> **TRECHO FORNECIDO**:

------------------------

Não me pareceu muito feliz a estréia da boa atriz Sylvie Testud na direção. Com boa vontade, seria possível ver que ela tentou levantar temas importantes nesta história que tem um toque de ficção-fantasia. Mas, na minha opinião, ela só tentou – o resultado foi uma comedinha dramática sem muita graça que mais beira a bobagem que qualquer tipo seriedade.
Tentando ser rápido:
Estamos aí em meados dos anos 1990, e Marie (o papel de Juliette Binoche) é uma bela jovem de classe média, que estudou, é esforçada, tem um bom currículo. Durante as férias, numa cidade litorânea, um empresário riquíssimo, de origem russa, Dimitri Speranski (Vernon Dobtcheff), vê o currículo da moça, gosta, sugere que ela o procure em seu escritório em Paris na segunda-feira seguinte.
Na praia, Marie se encontra com Paul Speranski (Mathieu Kassovitz), filho do milionário. Marie está com uma amiga, que, num impulso, convida Paul para a festinha de aniversário de Marie, na noite daquele mesmo dia.

------------------------

> **O QUE SE PEDE**: Atualize a crítica do filme reescrevendo tudo desde "Na praia, Marie" até "daquele mesmo dia.", com "praia" substituído por "piscina".

------------------------

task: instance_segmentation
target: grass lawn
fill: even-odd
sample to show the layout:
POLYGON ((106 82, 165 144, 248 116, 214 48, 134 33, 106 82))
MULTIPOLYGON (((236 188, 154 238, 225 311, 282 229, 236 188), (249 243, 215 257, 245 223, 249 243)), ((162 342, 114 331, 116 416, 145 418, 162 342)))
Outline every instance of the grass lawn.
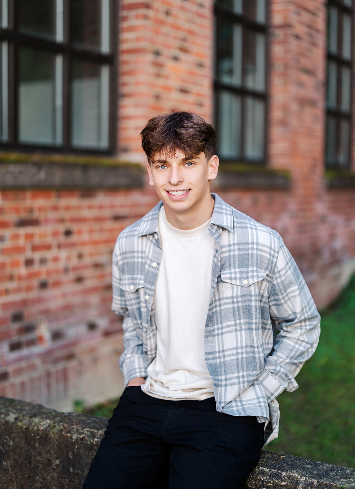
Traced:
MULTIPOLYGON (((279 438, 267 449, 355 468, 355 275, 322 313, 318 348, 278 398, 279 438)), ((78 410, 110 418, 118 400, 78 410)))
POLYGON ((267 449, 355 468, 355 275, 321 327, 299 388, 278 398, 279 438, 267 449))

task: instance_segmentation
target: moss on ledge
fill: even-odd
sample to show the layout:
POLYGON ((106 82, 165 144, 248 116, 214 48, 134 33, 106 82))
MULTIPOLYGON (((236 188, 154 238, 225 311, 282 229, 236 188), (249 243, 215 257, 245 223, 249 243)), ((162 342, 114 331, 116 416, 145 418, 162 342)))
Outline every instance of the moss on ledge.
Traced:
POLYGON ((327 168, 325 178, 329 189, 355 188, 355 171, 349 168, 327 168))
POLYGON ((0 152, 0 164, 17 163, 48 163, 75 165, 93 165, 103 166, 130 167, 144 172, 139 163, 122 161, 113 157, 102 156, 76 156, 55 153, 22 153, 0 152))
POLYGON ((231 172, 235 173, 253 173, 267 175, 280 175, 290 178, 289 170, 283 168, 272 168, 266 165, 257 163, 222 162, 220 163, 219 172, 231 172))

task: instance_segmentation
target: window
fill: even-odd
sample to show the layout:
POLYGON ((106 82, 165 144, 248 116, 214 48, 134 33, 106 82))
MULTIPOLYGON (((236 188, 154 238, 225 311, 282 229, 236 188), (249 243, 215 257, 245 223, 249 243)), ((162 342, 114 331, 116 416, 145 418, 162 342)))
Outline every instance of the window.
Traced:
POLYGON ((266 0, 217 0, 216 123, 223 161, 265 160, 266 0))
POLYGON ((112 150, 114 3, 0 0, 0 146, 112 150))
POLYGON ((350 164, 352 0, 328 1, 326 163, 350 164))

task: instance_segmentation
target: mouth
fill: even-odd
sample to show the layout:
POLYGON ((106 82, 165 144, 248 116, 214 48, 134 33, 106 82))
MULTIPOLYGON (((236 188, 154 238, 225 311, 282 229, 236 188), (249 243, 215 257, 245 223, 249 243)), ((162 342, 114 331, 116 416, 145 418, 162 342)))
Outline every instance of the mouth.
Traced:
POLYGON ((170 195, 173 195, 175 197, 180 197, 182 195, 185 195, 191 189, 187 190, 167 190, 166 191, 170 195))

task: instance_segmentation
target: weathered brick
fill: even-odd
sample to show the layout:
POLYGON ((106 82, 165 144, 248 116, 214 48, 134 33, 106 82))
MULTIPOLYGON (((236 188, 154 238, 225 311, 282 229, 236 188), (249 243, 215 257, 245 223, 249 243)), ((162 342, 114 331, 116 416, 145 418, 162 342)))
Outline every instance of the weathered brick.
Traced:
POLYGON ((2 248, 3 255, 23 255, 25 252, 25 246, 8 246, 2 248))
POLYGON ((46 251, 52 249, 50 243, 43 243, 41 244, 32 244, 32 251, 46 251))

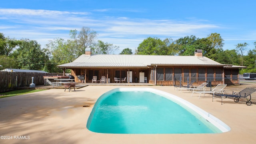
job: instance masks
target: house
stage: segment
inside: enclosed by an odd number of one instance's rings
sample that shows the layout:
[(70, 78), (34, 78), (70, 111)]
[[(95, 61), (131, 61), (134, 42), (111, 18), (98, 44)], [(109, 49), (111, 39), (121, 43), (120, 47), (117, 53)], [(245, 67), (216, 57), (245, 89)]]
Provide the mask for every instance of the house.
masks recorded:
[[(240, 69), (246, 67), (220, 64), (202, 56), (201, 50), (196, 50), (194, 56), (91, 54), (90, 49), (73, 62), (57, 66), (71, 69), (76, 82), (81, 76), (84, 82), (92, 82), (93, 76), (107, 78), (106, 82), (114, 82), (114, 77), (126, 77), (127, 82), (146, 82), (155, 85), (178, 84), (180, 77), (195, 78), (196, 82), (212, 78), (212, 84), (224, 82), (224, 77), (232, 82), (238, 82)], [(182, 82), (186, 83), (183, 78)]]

------------------------

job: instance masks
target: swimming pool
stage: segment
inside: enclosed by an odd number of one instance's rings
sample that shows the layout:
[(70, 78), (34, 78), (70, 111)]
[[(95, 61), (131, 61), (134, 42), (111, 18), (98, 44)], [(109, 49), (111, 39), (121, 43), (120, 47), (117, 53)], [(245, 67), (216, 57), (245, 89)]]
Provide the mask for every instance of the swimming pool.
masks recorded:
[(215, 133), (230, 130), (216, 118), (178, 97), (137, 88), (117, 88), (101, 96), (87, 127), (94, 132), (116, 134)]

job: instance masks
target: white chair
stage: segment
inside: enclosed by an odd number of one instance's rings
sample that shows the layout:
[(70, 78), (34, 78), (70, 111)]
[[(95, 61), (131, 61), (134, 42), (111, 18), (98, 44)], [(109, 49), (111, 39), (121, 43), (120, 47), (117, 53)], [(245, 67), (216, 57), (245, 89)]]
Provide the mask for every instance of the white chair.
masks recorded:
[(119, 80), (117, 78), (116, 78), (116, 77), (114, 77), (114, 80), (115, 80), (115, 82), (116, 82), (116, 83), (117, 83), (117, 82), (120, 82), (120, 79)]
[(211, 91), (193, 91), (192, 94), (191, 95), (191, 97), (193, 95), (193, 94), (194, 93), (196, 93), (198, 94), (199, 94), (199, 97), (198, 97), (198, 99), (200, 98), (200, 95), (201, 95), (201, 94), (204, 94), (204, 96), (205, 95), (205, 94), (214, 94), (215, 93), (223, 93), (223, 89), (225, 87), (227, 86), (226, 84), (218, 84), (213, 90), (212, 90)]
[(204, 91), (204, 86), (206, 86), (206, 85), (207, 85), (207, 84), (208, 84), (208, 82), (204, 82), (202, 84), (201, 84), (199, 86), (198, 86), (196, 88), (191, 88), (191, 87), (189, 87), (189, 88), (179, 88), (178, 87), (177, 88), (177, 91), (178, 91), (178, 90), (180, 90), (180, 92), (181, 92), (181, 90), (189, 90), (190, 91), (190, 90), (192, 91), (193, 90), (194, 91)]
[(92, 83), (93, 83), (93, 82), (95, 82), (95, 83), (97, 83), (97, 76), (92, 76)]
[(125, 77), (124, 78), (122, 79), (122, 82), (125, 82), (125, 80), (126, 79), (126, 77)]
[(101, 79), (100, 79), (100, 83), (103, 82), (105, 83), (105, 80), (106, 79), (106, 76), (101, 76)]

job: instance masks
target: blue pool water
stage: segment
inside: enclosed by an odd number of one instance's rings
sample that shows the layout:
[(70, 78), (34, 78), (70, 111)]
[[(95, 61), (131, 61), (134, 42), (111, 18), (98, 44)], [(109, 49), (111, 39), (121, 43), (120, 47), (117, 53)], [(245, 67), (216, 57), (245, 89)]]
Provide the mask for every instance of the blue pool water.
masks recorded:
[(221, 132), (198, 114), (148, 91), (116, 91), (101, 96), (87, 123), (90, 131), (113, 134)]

------------------------

> **RESPOSTA À TAREFA**:
Na piscina, Marie se encontra com Paul Speranski (Mathieu Kassovitz), filho do milionário. Marie está com uma amiga, que, num impulso, convida Paul para a festinha de aniversário de Marie, na noite daquele mesmo dia.